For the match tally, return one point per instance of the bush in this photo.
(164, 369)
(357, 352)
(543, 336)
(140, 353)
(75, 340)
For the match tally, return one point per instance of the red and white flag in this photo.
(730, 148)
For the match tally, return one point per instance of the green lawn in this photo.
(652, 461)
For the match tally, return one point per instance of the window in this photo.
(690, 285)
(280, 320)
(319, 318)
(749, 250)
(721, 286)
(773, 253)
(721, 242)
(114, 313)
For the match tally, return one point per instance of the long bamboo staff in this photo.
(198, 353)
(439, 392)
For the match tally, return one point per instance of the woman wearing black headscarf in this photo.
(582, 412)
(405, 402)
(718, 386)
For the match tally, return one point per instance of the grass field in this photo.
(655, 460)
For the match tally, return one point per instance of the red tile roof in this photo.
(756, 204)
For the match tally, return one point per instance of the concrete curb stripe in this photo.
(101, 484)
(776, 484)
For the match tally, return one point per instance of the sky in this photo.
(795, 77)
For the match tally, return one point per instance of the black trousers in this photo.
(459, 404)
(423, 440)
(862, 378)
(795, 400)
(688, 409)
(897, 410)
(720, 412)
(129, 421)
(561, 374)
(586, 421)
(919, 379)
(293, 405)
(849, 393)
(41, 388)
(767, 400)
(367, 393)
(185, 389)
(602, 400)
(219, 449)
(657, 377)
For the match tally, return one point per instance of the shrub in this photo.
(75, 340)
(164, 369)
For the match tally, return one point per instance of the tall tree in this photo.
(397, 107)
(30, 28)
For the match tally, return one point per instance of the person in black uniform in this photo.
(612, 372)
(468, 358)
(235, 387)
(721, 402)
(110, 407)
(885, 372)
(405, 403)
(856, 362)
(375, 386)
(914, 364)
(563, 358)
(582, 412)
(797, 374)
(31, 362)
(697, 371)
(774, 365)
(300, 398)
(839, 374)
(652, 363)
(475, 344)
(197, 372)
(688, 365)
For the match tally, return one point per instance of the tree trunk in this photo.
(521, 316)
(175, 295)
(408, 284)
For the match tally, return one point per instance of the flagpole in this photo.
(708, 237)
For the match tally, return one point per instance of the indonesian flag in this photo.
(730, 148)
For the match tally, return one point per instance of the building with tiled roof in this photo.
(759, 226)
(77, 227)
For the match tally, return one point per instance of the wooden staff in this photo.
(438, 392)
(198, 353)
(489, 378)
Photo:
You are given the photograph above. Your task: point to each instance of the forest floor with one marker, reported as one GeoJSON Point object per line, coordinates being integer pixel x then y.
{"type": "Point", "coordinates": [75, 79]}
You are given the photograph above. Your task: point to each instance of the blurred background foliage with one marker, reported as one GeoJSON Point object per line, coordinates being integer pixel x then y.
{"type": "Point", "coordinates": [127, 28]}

_ _ _

● What is required
Your answer must be the records themselves, output again exactly.

● Solution
For the match tally, return one point per instance of the bush in this photo.
(164, 369)
(357, 352)
(543, 336)
(140, 353)
(75, 340)
For the match tally, return one point per instance of the red and white flag in this photo.
(730, 148)
For the match tally, return one point per instance of the green lawn in this photo.
(652, 461)
For the match tally, return one point per instance of the window in this photo.
(690, 285)
(280, 320)
(319, 318)
(749, 250)
(721, 286)
(773, 253)
(721, 242)
(114, 313)
For the match tally, return one point per instance of the long bamboo staff in this photo.
(198, 353)
(439, 392)
For the match tally, return one point per instance of the woman wearing black headscarf in this photo.
(582, 412)
(405, 402)
(718, 386)
For the match tally, return one point per instance of the grass field in this photo.
(655, 460)
For the match tally, return one point per instance of the red tile roof in this photo.
(756, 204)
For the match tally, return one point per instance of the concrete curb stripe in this photo.
(101, 484)
(776, 484)
For the match tally, return one point per instance of the sky in this photo.
(795, 77)
For the match tally, return one point per instance of the black trousers in this photo.
(459, 404)
(423, 440)
(862, 378)
(795, 400)
(688, 409)
(897, 410)
(720, 412)
(129, 421)
(561, 374)
(586, 421)
(919, 379)
(293, 405)
(849, 393)
(41, 388)
(767, 400)
(367, 393)
(185, 389)
(602, 400)
(219, 449)
(657, 377)
For the match tally, return one point per instance of the shrub in this photo.
(75, 340)
(164, 369)
For the match tally, return one point per instance of the tall tree in this photo.
(397, 107)
(30, 28)
For the match tally, return one point per instance of the person in black uniform in this photo.
(612, 372)
(468, 358)
(235, 387)
(721, 402)
(110, 407)
(885, 372)
(405, 403)
(856, 362)
(375, 386)
(914, 364)
(563, 358)
(582, 412)
(797, 374)
(31, 362)
(697, 371)
(774, 365)
(300, 398)
(839, 374)
(652, 363)
(475, 344)
(197, 372)
(688, 365)
For the match tally, return one point per instance of the tree trunk in this photo.
(521, 316)
(175, 295)
(408, 284)
For the match tally, return one point per instance of the flagpole in this photo.
(708, 237)
For the match tally, return one point per instance of the indonesian flag in this photo.
(730, 148)
For the match tally, return one point per instance of the building with tiled roof in this photo.
(759, 226)
(77, 227)
For the match tally, return one point per instance of the wooden staff in this photo.
(438, 392)
(198, 353)
(489, 378)
Photo:
You are given the photograph above. Your task: point to each instance of the forest floor with one marker, reported as one GeoJSON Point object per line, coordinates being integer pixel x then y.
{"type": "Point", "coordinates": [75, 79]}
You are given the photograph above. Your task: point to each instance of the blurred background foliage with one marker, reported as one GeoJSON Point object per line, coordinates being integer pixel x then y.
{"type": "Point", "coordinates": [127, 28]}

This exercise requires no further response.